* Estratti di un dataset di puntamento
....................
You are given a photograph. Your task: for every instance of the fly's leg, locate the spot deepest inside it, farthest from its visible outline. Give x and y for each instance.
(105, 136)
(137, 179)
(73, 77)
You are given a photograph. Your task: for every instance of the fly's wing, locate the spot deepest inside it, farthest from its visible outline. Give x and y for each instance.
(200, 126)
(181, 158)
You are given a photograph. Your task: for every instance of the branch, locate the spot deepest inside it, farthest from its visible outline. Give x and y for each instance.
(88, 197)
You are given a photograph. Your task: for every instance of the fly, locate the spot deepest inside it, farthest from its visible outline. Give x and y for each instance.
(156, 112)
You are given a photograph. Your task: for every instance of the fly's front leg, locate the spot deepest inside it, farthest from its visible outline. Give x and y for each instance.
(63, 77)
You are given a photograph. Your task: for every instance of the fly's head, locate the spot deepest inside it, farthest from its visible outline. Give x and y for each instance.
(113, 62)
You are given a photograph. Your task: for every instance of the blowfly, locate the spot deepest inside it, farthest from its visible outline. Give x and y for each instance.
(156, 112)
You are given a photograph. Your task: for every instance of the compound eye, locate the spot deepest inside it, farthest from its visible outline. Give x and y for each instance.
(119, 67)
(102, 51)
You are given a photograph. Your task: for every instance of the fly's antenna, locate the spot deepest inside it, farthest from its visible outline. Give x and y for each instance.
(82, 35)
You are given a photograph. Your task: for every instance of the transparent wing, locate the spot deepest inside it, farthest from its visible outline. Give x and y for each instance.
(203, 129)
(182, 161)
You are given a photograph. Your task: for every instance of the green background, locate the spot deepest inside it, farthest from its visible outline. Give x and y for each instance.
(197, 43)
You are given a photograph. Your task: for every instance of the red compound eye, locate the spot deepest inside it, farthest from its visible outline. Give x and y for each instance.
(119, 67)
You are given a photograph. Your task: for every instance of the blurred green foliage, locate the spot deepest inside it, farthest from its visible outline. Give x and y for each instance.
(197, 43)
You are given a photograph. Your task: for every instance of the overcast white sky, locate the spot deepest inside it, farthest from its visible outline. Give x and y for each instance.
....................
* Consegna
Trascrivi tutte le righe qui sopra in un elenco numerato, omettendo quelle vuote.

* Soluzione scritta
1. You are given a photograph. Your task: for every instance of the fly's leg, locate the spot deepest inside it, farthest from its visible outline. Give x and y for each instance.
2. (105, 136)
3. (137, 179)
4. (73, 77)
5. You are given a photograph. Your task: for every instance of the fly's wing, locate the spot deepest inside it, farthest from its visible outline. Give x and y for each instance.
6. (200, 126)
7. (181, 158)
8. You are given a photograph. Your task: for every instance of the branch, locate the spot deepest inside it, farthest from its visible outline. Give x and y for each instance.
9. (88, 197)
10. You are given a photograph. Your task: for every instance of the fly, locate the spot deepest inside it, farthest from its visible outline. Give x and y for each instance.
11. (156, 112)
12. You are given a photograph. Your task: for every instance of the fly's front leg, locate the spot deepest inside it, farthest from its visible outline. Give x and y for each instance.
13. (63, 77)
14. You are given a photograph. Your task: for every instance of the fly's head, locate the spot deepest inside it, farthest from its visible outline. Give x and y for each instance.
15. (113, 62)
16. You are given a photograph. Your task: for every instance of the blowfly, locate the spot deepest inside it, farthest from its visible outline. Give x and y for each instance.
17. (156, 112)
18. You are given a photograph. Your task: for every instance of the compound eye, locate the spot deepest inside it, farthest from its visible outline. Give x and y for each instance.
19. (119, 67)
20. (102, 51)
21. You are given a photograph. Your task: for every instance of the fly's antenna, locate the spot deepest inside it, farthest from its visible outline. Give x and y for each instance.
22. (82, 35)
23. You are given a photograph. Your task: for every instance of the transparent wing, locate the spot deepest inside it, farthest from its visible outline. Give x and y for each instance.
24. (203, 129)
25. (182, 161)
26. You are given a photograph. Your task: for every instance of the green background, locate the spot deepest inside it, farthest from its visible outline. Give x and y for each instance.
27. (197, 43)
28. You are given a photograph. Your task: for every instance of the red compound eye, locate the spot deepest inside it, farthest from its visible outline. Give x and y for each instance.
29. (119, 67)
30. You are given a photograph. Your task: for every instance of the blurred green foliage, locate the spot deepest inside it, farthest from its visible outline. Give x and y for each instance.
31. (197, 43)
32. You are given a photograph. Your task: for every instance of the overcast white sky, locate the spot deepest inside it, farthest from its visible outline. Give x and y for each instance.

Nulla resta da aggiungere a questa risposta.